_INPUT_
..........

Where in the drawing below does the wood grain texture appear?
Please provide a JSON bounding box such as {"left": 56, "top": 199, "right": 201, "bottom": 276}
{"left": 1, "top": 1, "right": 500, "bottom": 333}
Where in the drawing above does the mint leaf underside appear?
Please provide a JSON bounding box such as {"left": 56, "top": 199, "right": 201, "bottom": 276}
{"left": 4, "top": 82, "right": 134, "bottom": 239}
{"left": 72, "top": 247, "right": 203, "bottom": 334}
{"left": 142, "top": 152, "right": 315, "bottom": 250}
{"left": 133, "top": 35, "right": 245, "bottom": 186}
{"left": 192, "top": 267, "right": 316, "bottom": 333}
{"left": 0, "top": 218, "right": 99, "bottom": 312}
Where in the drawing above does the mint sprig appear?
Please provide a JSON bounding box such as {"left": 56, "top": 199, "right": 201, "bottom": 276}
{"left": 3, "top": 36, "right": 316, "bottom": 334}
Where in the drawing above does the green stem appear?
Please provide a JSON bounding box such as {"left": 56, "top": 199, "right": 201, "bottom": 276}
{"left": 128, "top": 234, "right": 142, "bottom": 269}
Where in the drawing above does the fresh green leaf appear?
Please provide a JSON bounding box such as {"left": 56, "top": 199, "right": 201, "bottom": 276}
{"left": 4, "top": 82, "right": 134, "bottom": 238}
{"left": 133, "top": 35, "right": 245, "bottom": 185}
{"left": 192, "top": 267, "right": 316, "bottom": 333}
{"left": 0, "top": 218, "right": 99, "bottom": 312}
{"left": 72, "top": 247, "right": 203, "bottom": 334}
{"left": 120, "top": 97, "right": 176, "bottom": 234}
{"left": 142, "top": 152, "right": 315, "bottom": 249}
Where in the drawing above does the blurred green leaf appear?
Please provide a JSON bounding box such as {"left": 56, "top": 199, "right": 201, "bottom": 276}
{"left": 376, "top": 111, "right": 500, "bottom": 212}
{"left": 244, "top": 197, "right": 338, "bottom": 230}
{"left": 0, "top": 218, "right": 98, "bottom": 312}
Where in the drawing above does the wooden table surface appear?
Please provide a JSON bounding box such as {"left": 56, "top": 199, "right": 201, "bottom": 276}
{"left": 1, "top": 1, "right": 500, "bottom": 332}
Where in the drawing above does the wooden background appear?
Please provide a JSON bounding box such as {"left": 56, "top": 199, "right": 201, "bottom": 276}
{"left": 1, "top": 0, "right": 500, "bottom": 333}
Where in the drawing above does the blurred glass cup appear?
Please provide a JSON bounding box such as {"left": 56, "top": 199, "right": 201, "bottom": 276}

..........

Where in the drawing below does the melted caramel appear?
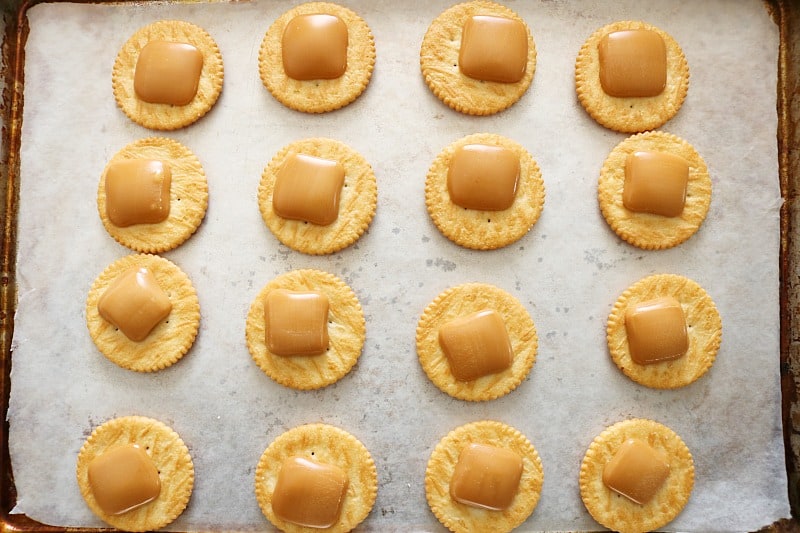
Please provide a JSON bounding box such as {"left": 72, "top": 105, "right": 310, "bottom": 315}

..........

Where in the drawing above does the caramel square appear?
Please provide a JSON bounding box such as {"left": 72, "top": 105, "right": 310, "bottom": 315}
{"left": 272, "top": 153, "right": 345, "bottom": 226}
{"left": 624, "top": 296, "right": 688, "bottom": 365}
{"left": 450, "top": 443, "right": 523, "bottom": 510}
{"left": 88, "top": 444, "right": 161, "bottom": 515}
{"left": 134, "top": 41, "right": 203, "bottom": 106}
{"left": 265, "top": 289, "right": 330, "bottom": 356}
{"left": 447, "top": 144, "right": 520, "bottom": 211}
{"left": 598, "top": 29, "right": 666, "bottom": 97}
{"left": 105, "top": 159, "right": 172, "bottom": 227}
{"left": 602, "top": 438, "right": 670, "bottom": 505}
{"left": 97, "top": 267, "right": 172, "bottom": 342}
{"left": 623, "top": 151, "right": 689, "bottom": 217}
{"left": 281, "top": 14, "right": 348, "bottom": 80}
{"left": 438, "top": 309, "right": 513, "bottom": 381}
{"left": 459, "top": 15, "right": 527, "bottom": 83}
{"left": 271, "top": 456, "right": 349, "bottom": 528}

..........

Determine the number of lines in the data that include the string "blurred". Only that number belongs in the answer.

2